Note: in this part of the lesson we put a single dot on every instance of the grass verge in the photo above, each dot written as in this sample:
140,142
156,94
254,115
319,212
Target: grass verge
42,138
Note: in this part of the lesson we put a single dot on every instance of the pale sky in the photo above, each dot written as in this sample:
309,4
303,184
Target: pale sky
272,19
* * *
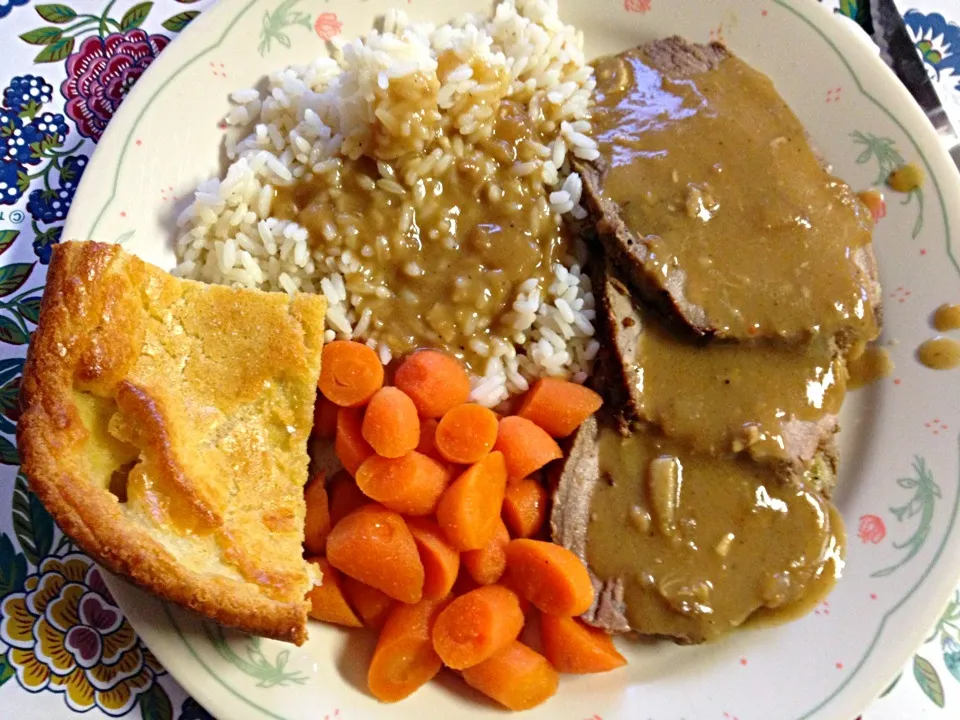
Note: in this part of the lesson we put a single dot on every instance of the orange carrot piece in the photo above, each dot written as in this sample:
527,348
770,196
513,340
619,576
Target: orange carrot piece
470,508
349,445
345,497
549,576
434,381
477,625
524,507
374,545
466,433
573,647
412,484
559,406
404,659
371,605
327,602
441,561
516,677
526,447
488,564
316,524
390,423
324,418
==
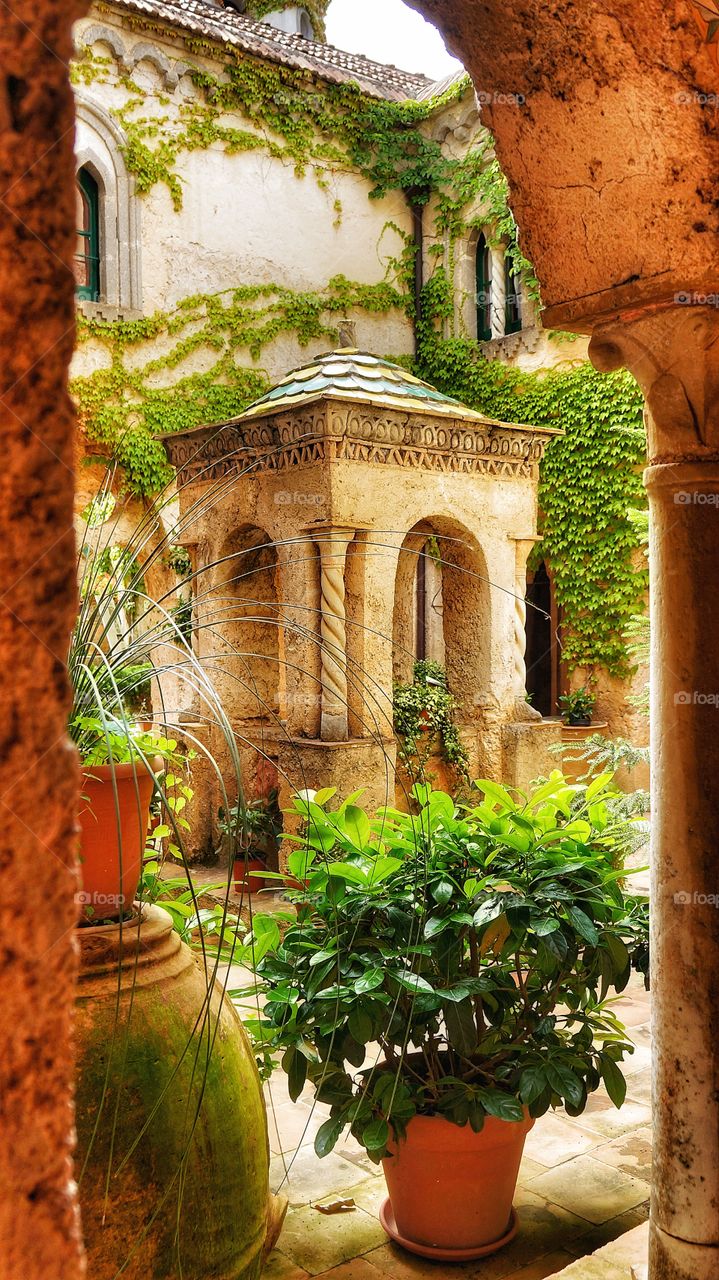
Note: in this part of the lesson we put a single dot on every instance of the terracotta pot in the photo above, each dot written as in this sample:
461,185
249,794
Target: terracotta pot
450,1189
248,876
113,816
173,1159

Problem description. Pull out each line in the rows above that contains the string "Target", and list those lines in their original order.

Answer to this exercise.
Target: grass verge
Target: pale sky
Target: orange carrot piece
Target: terracotta pot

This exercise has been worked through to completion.